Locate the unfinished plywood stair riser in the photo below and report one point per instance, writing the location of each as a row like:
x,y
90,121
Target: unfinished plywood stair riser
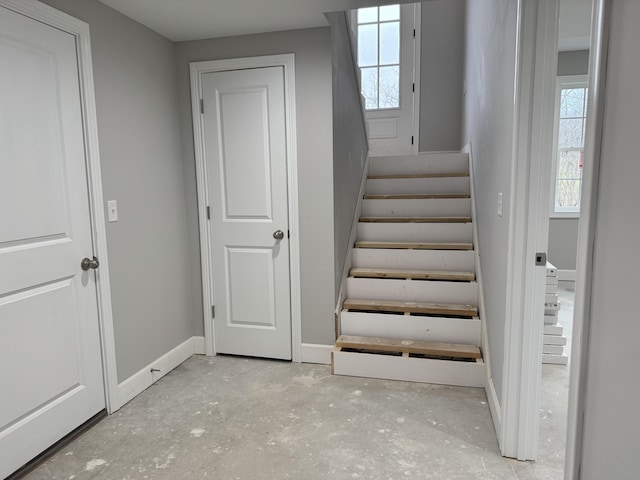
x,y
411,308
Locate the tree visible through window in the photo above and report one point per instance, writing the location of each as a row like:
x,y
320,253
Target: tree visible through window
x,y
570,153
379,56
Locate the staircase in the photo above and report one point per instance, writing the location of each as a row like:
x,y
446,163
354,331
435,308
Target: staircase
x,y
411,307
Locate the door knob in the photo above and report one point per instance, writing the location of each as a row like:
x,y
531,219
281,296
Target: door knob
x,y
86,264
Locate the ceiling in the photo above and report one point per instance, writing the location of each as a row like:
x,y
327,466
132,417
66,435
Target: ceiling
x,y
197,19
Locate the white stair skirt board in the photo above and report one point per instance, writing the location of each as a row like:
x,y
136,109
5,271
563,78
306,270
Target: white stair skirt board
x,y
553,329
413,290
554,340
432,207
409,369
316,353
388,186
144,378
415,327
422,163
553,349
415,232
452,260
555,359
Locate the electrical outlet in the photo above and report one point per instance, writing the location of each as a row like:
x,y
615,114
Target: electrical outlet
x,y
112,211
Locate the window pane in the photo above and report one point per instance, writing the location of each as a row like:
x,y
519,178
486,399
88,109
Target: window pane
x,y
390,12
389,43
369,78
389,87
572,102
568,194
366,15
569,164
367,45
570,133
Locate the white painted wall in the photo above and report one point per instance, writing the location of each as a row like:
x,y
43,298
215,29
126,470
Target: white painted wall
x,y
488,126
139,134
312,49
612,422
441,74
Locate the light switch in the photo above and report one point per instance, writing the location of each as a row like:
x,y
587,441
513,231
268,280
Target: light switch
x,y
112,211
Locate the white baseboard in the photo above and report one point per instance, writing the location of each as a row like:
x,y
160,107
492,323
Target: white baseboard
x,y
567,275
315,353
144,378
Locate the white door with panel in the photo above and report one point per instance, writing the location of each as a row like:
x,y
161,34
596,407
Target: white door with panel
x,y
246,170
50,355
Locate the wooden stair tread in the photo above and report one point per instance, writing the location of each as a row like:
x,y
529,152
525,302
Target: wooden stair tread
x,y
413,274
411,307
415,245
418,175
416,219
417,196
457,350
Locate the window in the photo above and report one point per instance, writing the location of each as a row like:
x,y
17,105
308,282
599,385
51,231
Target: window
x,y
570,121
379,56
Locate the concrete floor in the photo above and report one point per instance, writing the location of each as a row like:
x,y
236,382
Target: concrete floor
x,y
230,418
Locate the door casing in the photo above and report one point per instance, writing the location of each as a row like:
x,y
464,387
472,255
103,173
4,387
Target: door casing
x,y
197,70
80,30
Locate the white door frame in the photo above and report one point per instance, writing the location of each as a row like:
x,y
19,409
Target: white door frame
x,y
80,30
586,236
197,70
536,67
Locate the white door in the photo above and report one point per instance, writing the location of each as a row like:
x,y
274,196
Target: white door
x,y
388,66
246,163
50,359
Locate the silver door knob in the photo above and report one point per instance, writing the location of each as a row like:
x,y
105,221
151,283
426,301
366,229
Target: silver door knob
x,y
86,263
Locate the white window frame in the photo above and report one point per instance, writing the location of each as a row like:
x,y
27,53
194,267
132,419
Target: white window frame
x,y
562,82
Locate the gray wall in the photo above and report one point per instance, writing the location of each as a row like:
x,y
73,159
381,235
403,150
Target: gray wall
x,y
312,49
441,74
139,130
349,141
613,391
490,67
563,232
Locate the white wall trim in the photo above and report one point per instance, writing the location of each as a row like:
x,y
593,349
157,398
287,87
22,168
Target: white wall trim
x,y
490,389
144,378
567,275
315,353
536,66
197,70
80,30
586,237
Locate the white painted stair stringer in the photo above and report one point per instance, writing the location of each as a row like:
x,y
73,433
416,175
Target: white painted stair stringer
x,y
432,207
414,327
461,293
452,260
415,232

--

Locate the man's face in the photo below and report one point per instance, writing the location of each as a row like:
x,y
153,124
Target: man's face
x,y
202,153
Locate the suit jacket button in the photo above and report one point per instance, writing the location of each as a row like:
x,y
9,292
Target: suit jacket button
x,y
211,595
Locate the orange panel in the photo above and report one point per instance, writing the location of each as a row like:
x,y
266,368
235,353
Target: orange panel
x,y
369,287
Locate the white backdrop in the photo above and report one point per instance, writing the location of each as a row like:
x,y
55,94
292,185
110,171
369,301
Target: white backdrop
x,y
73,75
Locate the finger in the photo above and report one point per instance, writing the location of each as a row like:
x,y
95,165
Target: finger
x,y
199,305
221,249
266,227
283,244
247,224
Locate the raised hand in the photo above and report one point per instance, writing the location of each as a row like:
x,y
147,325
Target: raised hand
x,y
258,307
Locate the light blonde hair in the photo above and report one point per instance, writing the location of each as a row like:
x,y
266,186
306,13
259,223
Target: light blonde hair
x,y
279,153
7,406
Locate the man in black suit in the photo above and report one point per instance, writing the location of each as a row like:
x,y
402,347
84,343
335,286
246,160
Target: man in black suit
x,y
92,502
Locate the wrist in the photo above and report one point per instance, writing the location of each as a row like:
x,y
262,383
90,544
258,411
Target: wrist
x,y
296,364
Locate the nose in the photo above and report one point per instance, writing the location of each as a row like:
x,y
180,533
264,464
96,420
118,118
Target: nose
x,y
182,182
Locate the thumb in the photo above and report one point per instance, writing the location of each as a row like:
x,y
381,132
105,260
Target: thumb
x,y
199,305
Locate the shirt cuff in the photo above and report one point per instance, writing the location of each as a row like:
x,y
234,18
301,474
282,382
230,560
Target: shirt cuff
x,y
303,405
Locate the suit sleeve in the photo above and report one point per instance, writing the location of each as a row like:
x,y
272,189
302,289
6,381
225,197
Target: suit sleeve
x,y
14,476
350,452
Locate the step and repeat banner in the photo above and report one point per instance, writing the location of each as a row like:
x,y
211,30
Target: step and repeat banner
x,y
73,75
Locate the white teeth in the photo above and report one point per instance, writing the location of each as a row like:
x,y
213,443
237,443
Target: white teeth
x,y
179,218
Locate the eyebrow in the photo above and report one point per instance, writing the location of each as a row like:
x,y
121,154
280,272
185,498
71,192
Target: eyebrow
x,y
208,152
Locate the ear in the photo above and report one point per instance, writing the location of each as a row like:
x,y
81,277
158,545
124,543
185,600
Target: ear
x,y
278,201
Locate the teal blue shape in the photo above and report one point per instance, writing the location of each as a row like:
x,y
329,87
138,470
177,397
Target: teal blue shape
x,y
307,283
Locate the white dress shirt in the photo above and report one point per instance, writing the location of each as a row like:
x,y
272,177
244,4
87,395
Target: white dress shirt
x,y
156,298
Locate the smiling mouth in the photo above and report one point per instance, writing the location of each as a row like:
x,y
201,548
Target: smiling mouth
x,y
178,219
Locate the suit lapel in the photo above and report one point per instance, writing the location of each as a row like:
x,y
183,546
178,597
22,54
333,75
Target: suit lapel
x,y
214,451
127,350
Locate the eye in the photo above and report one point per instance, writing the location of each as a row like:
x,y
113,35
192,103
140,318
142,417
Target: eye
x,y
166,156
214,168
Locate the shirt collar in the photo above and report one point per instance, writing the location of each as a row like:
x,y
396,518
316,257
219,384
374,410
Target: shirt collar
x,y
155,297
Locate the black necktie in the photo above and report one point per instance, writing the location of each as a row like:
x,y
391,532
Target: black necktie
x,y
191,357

• _PROBLEM STATEMENT_
Find every line in the items above that contains the word "panel" and copy each of those lines.

• _RESULT OF THE EXERCISE_
Locate the white door with panel in the photo above and report one point per instance, writing the location of each as a row like:
Target: white door with panel
Locate the orange panel in the photo above and report one point per instance, writing the location of each as a row like:
Target: orange panel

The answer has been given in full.